■ Problems to work on:
(1) In the forum thread about veterinary restrictions, what reason does the first writer give for the equine vet's willingness to hand over vaccines for self-administration? Answer in one to three sentences.
(2) Which feeds does the first writer in the forum thread about veterinary restrictions absolutely refuse to purchase?
(3) Carry on the forum thread about veterinary restrictions, beginning after its final sentence.

CM, I think some of those comments may have been directed at me 

I'm sorry nn, but the vets DO have a monopoly here. We cannot purchase ANYTHING. We are so restricted here, I can't even get sevin dust now because of our pesticide ban. 

I know vets pay out the nose for that education, but you know what, there are a lot of vaccines/medications that we should be able to administer ourselves. I'm lucky that my equine vet will give me the vaccines to administer myself because he knows I administer my goats vaccines, but most people don't have that luxury. 

We can't even purchase feeds for our goats. 

Maybe because you live in the US you have that luxury of being able to acquire most vaccines and medications through companies like Jeffers, but we don't have that and it's extremely frustrating and hard to raise any animal. 

My vet won't even sell me the Tetanus Antitoxin or EPI pens. 

On top of that? My local farm supply is closing.. so now I have no where to get goat feed when mine runs out, I absolutely refuse to purchase TSC feeds, they're not very good quality and I had finally found a sweet grain with little molasses.

And since I'm getting a buck and wether in March/April, I'd prefer and would require Noble Goat .. well it's not sold here, so I'm going to have to find out from customs if I can bring some back across the border.

We are drastically undersupplied/underserviced and most of the reason for our lack of vaccines/wormers is our enormous vet community who, partnered with the CKC, have limited our access through the law.


I DO use my vet, but I DON'T see the necessity for me to use my vet for simple vaccinations, subcutaneously.


----------



## no nonsense (Dec 3, 2009)

Well CM, I could adress each of your points individually too, but I don't need to go much further than A and B. You're right on both counts, especially B.

As for Americans being backward morons, well, that's not what I intended. You took it the wrong way. In fact, my comment in that context was a compliment to the superioity of Australia, and also inferred America, compared to a lot of other backwards countries. BUT, now that you brought it up, take a look around, and you don't have to go too far if you know what I mean. You've been fighting the same battle. Likewise, the hypocritical small farmers comment was not directed at you. If I'd meant YOU, I would have written YOU. You know that it's true that many won't spend money on the vet, for whatever reasons. Again, look around, and don't go too far. Same goes for my antibiotic resistance comment, not directed at you personally, used as an example. It's not all about you.

■ Records provided:

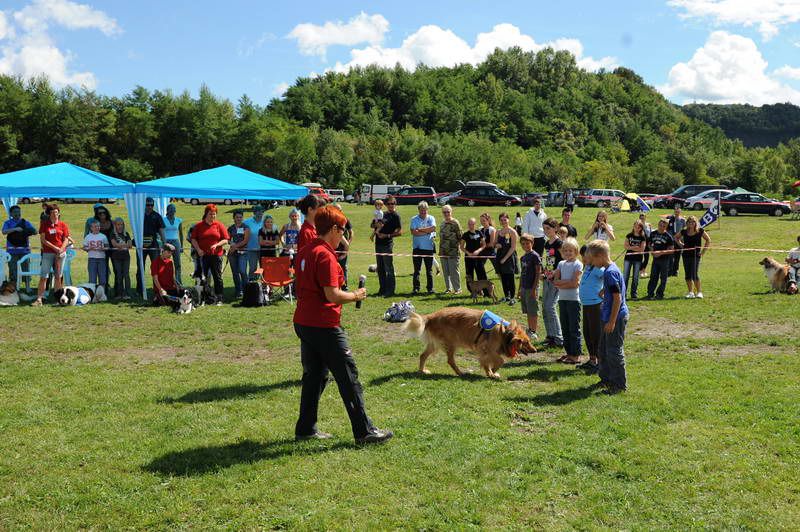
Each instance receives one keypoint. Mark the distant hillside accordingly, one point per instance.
(764, 126)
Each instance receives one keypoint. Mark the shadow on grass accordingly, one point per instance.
(423, 377)
(546, 374)
(224, 393)
(202, 460)
(562, 397)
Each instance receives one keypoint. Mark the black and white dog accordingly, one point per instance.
(80, 295)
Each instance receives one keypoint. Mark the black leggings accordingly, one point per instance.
(509, 290)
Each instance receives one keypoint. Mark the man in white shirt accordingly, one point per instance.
(532, 225)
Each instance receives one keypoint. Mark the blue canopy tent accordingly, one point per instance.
(224, 182)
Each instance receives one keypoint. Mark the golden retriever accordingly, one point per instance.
(458, 327)
(777, 274)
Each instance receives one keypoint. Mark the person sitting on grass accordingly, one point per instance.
(614, 315)
(528, 295)
(163, 271)
(567, 279)
(794, 267)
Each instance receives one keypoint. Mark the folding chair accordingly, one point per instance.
(277, 272)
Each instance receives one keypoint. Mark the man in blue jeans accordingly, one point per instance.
(423, 231)
(384, 238)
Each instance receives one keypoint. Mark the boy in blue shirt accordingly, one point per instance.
(614, 315)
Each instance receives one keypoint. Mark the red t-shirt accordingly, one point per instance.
(208, 235)
(307, 235)
(164, 271)
(55, 233)
(315, 268)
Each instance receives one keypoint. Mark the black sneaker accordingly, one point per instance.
(315, 436)
(376, 436)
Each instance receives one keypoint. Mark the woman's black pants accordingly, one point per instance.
(323, 351)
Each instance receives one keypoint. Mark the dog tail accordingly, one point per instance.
(415, 325)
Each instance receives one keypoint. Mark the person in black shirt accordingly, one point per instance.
(384, 244)
(566, 216)
(151, 247)
(662, 246)
(635, 242)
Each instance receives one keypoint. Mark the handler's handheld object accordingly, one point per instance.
(362, 280)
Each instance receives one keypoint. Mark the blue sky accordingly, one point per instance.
(693, 50)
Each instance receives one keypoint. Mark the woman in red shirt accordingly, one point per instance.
(308, 206)
(55, 240)
(323, 343)
(208, 237)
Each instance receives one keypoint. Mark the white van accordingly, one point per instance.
(370, 193)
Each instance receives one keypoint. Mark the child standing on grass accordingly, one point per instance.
(528, 294)
(794, 267)
(377, 219)
(567, 279)
(590, 291)
(614, 315)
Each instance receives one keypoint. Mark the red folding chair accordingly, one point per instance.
(277, 272)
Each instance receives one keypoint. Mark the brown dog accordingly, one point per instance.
(477, 287)
(777, 274)
(458, 327)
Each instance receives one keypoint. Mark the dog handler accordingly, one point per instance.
(323, 343)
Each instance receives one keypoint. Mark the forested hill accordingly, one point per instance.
(767, 125)
(527, 121)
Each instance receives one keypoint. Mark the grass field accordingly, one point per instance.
(126, 416)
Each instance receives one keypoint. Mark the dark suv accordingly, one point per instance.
(484, 194)
(413, 195)
(680, 195)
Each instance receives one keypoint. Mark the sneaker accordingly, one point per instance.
(319, 435)
(376, 436)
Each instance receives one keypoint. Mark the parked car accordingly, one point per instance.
(413, 195)
(484, 193)
(751, 203)
(336, 194)
(205, 201)
(680, 195)
(703, 201)
(554, 199)
(528, 197)
(599, 197)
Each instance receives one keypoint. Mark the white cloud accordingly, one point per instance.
(768, 15)
(36, 17)
(437, 47)
(315, 40)
(28, 50)
(727, 69)
(788, 72)
(280, 89)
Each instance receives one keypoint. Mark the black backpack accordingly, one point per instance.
(253, 295)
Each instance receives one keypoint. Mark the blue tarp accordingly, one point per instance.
(62, 180)
(223, 182)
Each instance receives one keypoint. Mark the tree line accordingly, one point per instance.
(528, 121)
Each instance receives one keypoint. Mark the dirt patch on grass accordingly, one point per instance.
(661, 328)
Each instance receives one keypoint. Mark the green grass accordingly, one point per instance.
(124, 416)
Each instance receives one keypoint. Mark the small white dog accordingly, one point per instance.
(80, 295)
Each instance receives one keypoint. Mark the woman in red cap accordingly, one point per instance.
(208, 238)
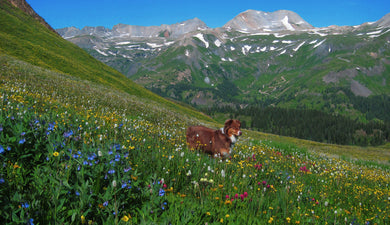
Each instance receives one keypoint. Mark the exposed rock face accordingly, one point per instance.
(133, 31)
(384, 21)
(252, 20)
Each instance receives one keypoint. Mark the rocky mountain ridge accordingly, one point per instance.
(279, 61)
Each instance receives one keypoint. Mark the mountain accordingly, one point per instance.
(25, 7)
(252, 20)
(131, 31)
(268, 59)
(23, 36)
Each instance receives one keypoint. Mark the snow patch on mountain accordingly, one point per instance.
(287, 24)
(201, 38)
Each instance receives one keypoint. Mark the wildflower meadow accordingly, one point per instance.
(74, 152)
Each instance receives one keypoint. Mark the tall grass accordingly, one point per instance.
(73, 151)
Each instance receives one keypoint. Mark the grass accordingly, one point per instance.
(80, 144)
(77, 152)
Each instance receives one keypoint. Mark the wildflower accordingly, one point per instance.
(161, 192)
(22, 141)
(68, 134)
(125, 218)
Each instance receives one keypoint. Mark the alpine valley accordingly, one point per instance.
(257, 59)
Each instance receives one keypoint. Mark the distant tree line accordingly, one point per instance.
(310, 124)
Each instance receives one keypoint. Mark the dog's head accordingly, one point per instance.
(233, 129)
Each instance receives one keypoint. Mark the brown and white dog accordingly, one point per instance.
(214, 142)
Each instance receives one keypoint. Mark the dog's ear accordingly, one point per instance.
(228, 122)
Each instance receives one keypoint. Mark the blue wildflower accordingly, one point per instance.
(51, 126)
(68, 134)
(161, 192)
(22, 141)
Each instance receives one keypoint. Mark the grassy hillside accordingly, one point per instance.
(78, 152)
(25, 38)
(75, 150)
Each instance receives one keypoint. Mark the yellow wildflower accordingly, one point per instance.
(125, 218)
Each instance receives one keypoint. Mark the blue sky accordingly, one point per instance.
(215, 13)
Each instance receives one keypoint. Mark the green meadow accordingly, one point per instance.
(76, 152)
(83, 145)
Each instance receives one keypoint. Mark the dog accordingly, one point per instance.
(214, 142)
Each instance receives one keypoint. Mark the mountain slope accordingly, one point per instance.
(24, 37)
(252, 20)
(271, 59)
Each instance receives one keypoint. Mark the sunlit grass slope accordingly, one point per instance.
(25, 38)
(77, 152)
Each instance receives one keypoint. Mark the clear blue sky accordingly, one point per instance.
(215, 13)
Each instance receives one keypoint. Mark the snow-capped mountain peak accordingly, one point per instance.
(281, 20)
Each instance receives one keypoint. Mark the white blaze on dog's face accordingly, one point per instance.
(233, 129)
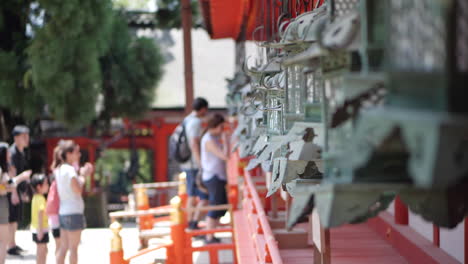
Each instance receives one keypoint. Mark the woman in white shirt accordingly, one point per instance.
(71, 211)
(213, 162)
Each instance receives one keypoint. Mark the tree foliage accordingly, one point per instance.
(132, 69)
(64, 57)
(64, 54)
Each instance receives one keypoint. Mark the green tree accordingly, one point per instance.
(132, 68)
(64, 54)
(15, 85)
(64, 57)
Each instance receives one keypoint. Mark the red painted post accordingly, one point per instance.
(436, 236)
(92, 160)
(466, 240)
(186, 11)
(401, 212)
(116, 254)
(178, 231)
(213, 256)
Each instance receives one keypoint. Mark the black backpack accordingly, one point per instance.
(179, 147)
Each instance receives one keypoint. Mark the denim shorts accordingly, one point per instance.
(72, 222)
(192, 189)
(44, 240)
(216, 195)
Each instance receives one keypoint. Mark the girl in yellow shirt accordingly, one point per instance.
(39, 221)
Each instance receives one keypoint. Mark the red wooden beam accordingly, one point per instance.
(466, 240)
(401, 212)
(436, 236)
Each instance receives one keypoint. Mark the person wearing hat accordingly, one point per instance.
(19, 164)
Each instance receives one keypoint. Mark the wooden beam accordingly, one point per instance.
(188, 71)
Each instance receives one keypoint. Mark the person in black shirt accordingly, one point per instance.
(18, 165)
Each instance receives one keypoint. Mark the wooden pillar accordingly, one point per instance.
(466, 240)
(188, 71)
(116, 255)
(160, 153)
(92, 160)
(436, 236)
(401, 212)
(178, 232)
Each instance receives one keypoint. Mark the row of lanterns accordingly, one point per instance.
(357, 103)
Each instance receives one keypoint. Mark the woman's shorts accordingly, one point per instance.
(72, 222)
(44, 240)
(56, 232)
(216, 195)
(4, 211)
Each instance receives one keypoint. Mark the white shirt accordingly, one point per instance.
(212, 165)
(70, 202)
(193, 129)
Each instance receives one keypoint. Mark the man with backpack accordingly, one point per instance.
(19, 164)
(185, 148)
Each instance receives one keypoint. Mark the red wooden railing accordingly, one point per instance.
(266, 245)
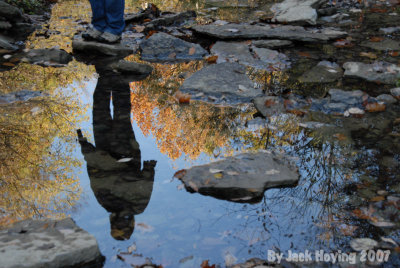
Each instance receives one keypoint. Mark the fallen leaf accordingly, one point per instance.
(182, 98)
(218, 175)
(376, 39)
(212, 59)
(343, 43)
(375, 107)
(180, 174)
(205, 264)
(9, 64)
(368, 55)
(192, 50)
(377, 198)
(138, 28)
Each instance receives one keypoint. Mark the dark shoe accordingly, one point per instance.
(91, 34)
(109, 38)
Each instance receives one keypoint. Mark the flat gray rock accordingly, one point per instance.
(384, 45)
(162, 47)
(323, 72)
(296, 11)
(226, 82)
(285, 32)
(261, 58)
(242, 178)
(379, 72)
(121, 50)
(272, 43)
(128, 67)
(48, 243)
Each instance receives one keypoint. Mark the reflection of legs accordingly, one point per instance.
(99, 14)
(114, 16)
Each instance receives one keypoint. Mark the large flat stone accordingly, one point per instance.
(296, 11)
(48, 243)
(223, 81)
(242, 178)
(286, 32)
(379, 72)
(162, 47)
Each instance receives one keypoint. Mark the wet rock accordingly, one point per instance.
(296, 11)
(48, 243)
(226, 4)
(242, 178)
(5, 25)
(48, 57)
(323, 72)
(23, 95)
(387, 44)
(390, 30)
(285, 32)
(171, 19)
(379, 72)
(395, 92)
(272, 43)
(263, 58)
(9, 12)
(6, 44)
(164, 47)
(121, 50)
(386, 98)
(223, 82)
(360, 244)
(128, 67)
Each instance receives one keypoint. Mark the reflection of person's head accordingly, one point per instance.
(122, 225)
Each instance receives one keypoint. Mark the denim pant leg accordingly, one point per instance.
(115, 16)
(99, 14)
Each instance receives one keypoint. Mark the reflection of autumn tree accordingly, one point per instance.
(36, 140)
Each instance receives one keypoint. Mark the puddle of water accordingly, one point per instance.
(118, 184)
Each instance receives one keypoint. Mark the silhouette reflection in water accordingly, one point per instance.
(119, 183)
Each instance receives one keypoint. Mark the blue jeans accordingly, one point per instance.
(108, 15)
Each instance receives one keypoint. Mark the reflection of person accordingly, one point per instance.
(114, 164)
(107, 21)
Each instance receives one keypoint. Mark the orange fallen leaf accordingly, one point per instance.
(340, 136)
(182, 97)
(9, 64)
(180, 174)
(192, 50)
(377, 198)
(376, 39)
(269, 103)
(368, 55)
(212, 59)
(375, 107)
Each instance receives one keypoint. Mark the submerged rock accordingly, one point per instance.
(121, 50)
(223, 82)
(323, 72)
(242, 178)
(163, 47)
(286, 32)
(48, 243)
(296, 11)
(128, 67)
(379, 72)
(272, 43)
(48, 57)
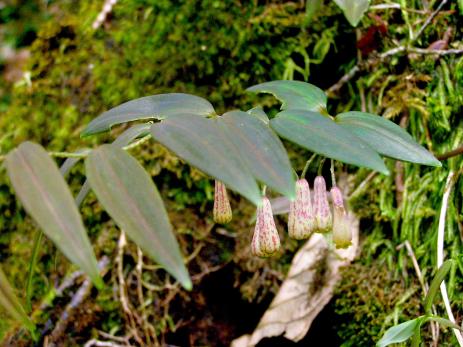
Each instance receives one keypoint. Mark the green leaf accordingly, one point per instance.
(261, 150)
(353, 9)
(129, 195)
(69, 163)
(149, 107)
(444, 322)
(294, 94)
(400, 333)
(132, 133)
(386, 137)
(435, 284)
(203, 143)
(258, 112)
(321, 135)
(11, 303)
(46, 197)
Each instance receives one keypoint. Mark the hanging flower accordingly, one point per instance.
(301, 220)
(222, 208)
(265, 241)
(323, 220)
(342, 234)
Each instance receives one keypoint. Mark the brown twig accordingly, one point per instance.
(424, 287)
(76, 301)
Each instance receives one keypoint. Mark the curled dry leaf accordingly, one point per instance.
(301, 297)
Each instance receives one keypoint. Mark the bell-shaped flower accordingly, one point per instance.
(323, 219)
(266, 240)
(342, 233)
(222, 208)
(301, 219)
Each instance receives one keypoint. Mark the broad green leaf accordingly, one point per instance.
(203, 143)
(122, 140)
(400, 333)
(321, 135)
(261, 150)
(435, 284)
(258, 112)
(294, 94)
(149, 107)
(386, 137)
(46, 197)
(353, 9)
(129, 195)
(11, 303)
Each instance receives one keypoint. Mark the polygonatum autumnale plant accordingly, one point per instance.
(240, 150)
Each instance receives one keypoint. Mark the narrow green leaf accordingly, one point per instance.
(400, 333)
(149, 107)
(129, 195)
(321, 135)
(132, 133)
(444, 322)
(11, 303)
(46, 197)
(32, 265)
(203, 143)
(435, 284)
(294, 94)
(353, 9)
(386, 137)
(261, 150)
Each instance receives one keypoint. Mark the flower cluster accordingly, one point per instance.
(306, 216)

■ Expected results:
(1) The equine vet allows the writer to administer the vaccines because he knows the writer already administers the goats' vaccines. The writer adds that most people do not have that luxury.

(2) The writer refuses to purchase TSC feeds.

(3)
Now I see that you don't even have wormer resistance! And *I'm* incoherent?! You are right on one other thing, you should have made things clearer from the outset. BTW, if you're going to import drugs under the radar, for perceived future threats, maybe think about just doing it quietly, not announcing it to the world. If you think that the sky is falling from the future threat of goat wormer resistance, wait until the FDA gets ahold of your little plan. Don't you think that your premature introduction of the wormer to this country will hasten the time needed before animals here also become resistant??


> ( Oh, I will have this dewormer.  You just mark my words..  I fully intend to rustle up a jug somehow.


You're fixated on substance use. Why is that?

Lupinfarm, I was referring to some of your comments, but, again, if I had meant you I would have said so. Things you stated are often claimed by other people, who don't know what they're doing. A monopoly is an unfair advantage. Veterinarians being responsible for dispensing medications is for good reason, and antibiotic misuse and resulting resistance is the best example. You too should look around, and don't go too far, to see plenty of examples of people who don't know what they're doing, using drugs in ways which they are not intended. I do sympathize with your situation, but for every one of you, I bet that there  are 20 who aren't as sensible.


----------



## cmjust0 (Dec 3, 2009)

no nonsense said:
			
		

> As for Americans being backward morons, well, that's not what I intended. You took it the wrong way. In fact, my comment in that context was a compliment to the superioity of Australia, and also inferred America, compared to a lot of other backwards countries. BUT, now that you brought it up, take a look around, and you don't have to go too far if you know what I mean.


Um.  Okay?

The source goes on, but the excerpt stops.